-- start of EXTRACTED TEXT --
Skip to content

zgd716/nlu_sim

Repository files navigation

NLU SIMILARITY

all kinds of baseline models for sentence similarity.

1.Desc

this repository contain models that learn to detect sentence similarity for question answering.

find more about task, data or even start AI completation by check here:

https://dc.cloud.alipay.com/index#/topic/data?id=3

2.Data Processing: data enhancement and word segmentation strategy

length of sentence. 5 stand for less than 5; 10 stand for great than 5 and less than 10

source data in .csv file.

data format: line_no,sentence1,sentence2,label. 4 columns are splitted by "\n"

 001\n question1\n question2\n label

{ 5: 0.11388705332181162, 10: 0.6559243633406191, 15: 0.1654043613073756, 20: 0.04325725613785391})

as you can see that most of sentences in this task is quite short, short less 15 or 20.

a.swap sentence 1 and sentence 2

   if sentence 1 and sentence 2 represent the same meaning, then sentence 2 and sentence 1 also have same meaning.

   check: method get_training_data() at data_util.py

b.randomly change order given a sentence.

   as same key words in the same may contain most important message in a sentence, change order of these key words should also able to send those message;

   however there may exist cases, which it not count that big percentage, that meaning of sentence way changed when we change order of words.
-- end of EXTRACTED TEXT --
-- start of MATERIAL --
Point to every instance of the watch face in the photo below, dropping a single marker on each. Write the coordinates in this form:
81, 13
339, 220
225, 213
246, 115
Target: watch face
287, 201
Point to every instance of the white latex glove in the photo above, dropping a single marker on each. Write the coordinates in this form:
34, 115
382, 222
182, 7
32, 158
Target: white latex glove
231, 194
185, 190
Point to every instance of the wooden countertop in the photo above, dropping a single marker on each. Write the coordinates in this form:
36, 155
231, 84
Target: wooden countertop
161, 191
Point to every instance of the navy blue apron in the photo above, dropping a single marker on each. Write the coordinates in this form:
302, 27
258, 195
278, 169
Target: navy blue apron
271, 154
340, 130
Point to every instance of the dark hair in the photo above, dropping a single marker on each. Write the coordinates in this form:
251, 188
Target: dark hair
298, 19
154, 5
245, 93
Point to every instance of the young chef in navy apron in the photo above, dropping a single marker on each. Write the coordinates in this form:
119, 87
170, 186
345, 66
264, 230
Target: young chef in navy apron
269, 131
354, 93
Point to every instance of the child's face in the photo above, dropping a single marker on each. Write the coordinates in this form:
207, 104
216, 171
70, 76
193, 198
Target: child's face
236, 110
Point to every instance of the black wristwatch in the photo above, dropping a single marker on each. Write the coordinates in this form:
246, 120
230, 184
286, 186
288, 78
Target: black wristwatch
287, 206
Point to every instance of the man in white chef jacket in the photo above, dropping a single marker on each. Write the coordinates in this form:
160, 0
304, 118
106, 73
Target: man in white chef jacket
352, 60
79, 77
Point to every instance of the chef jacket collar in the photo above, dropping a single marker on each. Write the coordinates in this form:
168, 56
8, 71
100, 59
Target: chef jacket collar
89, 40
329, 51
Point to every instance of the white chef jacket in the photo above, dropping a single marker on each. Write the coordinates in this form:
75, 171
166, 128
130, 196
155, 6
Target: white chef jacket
-- end of MATERIAL --
• _TASKS TO COMPLETE_:
1. Answer these questions from the nlu_sim repository page:
(a) In what kind of file is the source data kept?
(b) Which method, in which file, handles swapping sentence 1 and sentence 2?
(c) In the sentence-length buckets, what does 5 stand for?
2. According to the nlu_sim repository page, why can sentence 1 and sentence 2 be swapped to add training data?
3. Does the nlu_sim repository page support each statement? Answer yes or no for each, and quote the words that decide it.
(a) The repository's models are meant to detect sentence similarity for question answering.
(b) Most sentences in the task are long.
(c) Changing the order of words in a sentence never changes its meaning.

• _LIST OF SOLUTIONS_:
1.
(a) A .csv file.
(b) The method get_training_data() in data_util.py.
(c) Less than 5.

2. If sentence 1 and sentence 2 have the same meaning, then sentence 2 and sentence 1 also have the same meaning. Swapping the pair therefore keeps the label correct.

3.
(a) Yes: "this repository contain models that learn to detect sentence similarity for question answering."
(b) No: "most of sentences in this task is quite short"
(c) No: "there may exist cases, which it not count that big percentage, that meaning of sentence way changed when we change order of words."